EXERCISE AIM
In this exercise, the data must be written out exactly.

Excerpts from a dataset
# # # # # # #

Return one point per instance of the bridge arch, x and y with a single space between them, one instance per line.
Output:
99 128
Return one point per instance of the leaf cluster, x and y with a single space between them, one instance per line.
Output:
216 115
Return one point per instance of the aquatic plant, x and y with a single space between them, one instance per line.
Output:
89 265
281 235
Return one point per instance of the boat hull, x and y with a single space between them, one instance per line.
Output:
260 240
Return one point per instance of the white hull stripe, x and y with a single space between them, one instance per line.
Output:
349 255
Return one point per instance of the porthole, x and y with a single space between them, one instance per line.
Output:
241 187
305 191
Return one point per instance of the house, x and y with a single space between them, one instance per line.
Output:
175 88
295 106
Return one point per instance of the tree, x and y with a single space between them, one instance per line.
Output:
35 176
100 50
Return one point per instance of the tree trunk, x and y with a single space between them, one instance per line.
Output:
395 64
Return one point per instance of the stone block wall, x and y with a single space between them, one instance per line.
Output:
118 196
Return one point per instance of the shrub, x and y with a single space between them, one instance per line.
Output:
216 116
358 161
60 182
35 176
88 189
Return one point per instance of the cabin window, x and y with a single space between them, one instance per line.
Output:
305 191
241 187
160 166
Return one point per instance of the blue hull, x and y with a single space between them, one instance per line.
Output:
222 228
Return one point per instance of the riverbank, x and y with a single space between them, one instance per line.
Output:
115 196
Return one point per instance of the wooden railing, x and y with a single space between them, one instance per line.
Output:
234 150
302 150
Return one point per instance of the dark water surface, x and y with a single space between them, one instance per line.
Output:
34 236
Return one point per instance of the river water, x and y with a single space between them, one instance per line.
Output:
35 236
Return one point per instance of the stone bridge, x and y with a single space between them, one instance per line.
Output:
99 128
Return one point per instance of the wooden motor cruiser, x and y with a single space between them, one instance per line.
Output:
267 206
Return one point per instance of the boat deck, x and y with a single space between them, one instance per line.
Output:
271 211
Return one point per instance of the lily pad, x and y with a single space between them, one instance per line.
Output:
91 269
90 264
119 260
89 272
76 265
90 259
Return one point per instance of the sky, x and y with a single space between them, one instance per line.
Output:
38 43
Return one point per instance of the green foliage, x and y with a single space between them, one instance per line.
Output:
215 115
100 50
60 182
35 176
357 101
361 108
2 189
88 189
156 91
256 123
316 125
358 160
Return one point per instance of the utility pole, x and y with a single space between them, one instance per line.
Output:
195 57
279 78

# # # # # # #

FINAL ANSWER
Return one point per instance of the bridge arch, x and y with a single space between them, one instance per line.
Output:
99 128
Return one point per instance of the leaf cluster, x and y with a single space between them, one instance per line.
Output:
216 115
Return one point per instance of the aquatic plant, x and y with a single space between them, one instance per line.
Output:
89 265
281 235
Return one point per instance of the boat hull, x and y with a single space between them, one instance per line.
Output:
260 240
Return one point per instance of the white hull stripe, x and y with a single space between them, one instance per line.
Output:
349 255
Return one point per instance of the porthole, x and y with a single space between them, one instance per line.
Output:
241 187
305 191
Return one point per instance of the house, x and y with a single space between them, one instance per line.
Output:
175 88
295 106
Return one point per instance of the tree, x and y with a single space between them, one instance per line.
Output:
35 176
100 50
Return one point per instance of the tree trunk, x and y with a single space between them, one instance per line.
Output:
395 64
Return one point per instance of the stone block wall, x and y with a single space between them, one instance per line.
Output:
118 196
Return one point per instance of the shrub, x and y with a single space between them, one instance per line.
Output:
216 116
358 161
60 182
35 176
88 189
Return one point per instance of the cabin window, x and y with a single space between them, one instance per line.
Output:
305 191
241 187
160 166
Return one point per instance of the blue hull, x and y with a single space between them, one instance per line.
Output:
222 228
Return one point per instance of the riverbank, x and y with a single space between them, one instance per line.
Output:
115 196
Return one point per instance of the wooden railing, x and y with a single space between them, one instance per line.
Output:
234 150
302 150
Return one point per instance of the dark water surface, x and y with a single space between them, one instance per line.
Output:
34 236
Return one point per instance of the river water, x and y with a single space between them, one instance per line.
Output:
35 236
Return one point per instance of the stone bridge, x and y with a single space between them, one instance per line.
Output:
99 128
Return one point per instance of the wooden motor cruiser, x and y with a single space between them, one instance per line.
Output:
267 206
Return one point per instance of the boat deck, x and y with a single space between them, one instance per line.
Output:
271 211
Return one point per instance of the lily pad, x and y with a single space between them, one instance per line.
Output:
91 269
90 264
119 260
89 272
76 265
90 259
Return one point per instance of the sky, x and y with a single space between them, one instance per line.
Output:
38 43
Return one point per instance of the green foliage, x and y with a single space between them, one instance per line.
Output:
215 115
100 50
60 182
35 176
357 101
361 108
2 189
88 189
156 91
256 123
316 125
358 160
Return one point per instance of the utility pole, x and y with a single space between them, one instance per line.
Output:
195 57
279 78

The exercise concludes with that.